Could you give the whole listing again, exactly as it reads?

= = =

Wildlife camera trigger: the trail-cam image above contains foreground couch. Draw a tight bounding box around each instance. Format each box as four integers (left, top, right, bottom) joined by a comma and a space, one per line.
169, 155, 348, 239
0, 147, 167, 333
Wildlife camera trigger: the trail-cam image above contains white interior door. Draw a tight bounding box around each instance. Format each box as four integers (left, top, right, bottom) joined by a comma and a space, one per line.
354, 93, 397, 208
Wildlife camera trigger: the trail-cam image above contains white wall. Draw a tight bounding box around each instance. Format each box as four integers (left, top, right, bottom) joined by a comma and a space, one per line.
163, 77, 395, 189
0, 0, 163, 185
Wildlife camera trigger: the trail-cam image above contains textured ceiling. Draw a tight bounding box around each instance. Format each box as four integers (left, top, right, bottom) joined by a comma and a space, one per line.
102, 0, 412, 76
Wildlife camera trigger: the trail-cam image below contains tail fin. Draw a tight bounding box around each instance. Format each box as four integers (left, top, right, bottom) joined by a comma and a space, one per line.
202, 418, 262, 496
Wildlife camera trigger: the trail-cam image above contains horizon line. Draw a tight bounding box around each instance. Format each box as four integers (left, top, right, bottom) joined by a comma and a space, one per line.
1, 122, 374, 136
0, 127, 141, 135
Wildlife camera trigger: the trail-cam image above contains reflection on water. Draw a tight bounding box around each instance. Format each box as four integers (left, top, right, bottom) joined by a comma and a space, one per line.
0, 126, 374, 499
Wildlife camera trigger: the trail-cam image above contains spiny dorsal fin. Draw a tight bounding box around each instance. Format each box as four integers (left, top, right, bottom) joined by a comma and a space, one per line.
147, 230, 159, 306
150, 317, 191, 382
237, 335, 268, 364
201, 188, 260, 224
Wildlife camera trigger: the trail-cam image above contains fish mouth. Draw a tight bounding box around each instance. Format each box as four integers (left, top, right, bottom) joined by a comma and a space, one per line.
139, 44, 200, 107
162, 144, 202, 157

= = =

ANSWER AREA —
Wildlife camera trigger: the trail-cam image above contains foreground couch. Draw a tight bounding box around each instance. Format each box as four integers (left, top, right, bottom) joined by a comma and a space, one per line.
169, 155, 348, 239
0, 147, 167, 333
Wildlife camera trigger: the trail-cam image above contains white interior door. Draw a tight bounding box around each instance. Format each box as four integers (left, top, right, bottom) joined by a comma and a space, one per line.
354, 93, 397, 208
Wildlife camera trigger: the trail-cam image above contains white wall. Draw a tight bounding box around each instance. Format each box as four integers (left, top, right, bottom) joined by a comma and a space, one per line.
163, 77, 395, 189
0, 0, 163, 185
Wildlife camera trigger: the trail-cam image above contains textured ceiling. Draw a tight bounding box around each instance. Format each box as four integers (left, top, right, bottom) joined by a comma and a space, one per line.
102, 0, 412, 76
Wildlife camera trigger: the trail-cam image below contains tail fin. Draw a tight bounding box around each instance. Format each box as four integers (left, top, right, bottom) joined by a comma and a space, one per line.
202, 418, 262, 496
Wildlife camera trigger: the trail-cam image above contains horizon line. Draw a tight bounding box around each instance. Format each box as four integers (left, top, right, bottom) joined by a comma and a space, one per line.
1, 122, 374, 136
0, 127, 141, 135
Wildlife camera trigger: the trail-cam image above contains reflection on water. Draw a tight bounding box around each instance. Format each box as four integers (left, top, right, bottom) joined by a comma and a space, one per line.
0, 126, 374, 499
Wildlife camera trigger: the trail-cam image above contains spiny dorsal fin. Draw a tight bounding box around each instance. Format each box as four integers (left, top, right, bottom) joined by a comma and a space, one per line.
147, 230, 159, 306
150, 317, 191, 382
237, 335, 268, 364
201, 188, 260, 224
Wildlife camera trigger: the trail-cam image above contains fish mouth. Draw a tight bounding box around each instance. Format each box as four integers (left, top, right, bottom) joined by a comma and a space, one per line.
139, 44, 200, 107
162, 144, 202, 157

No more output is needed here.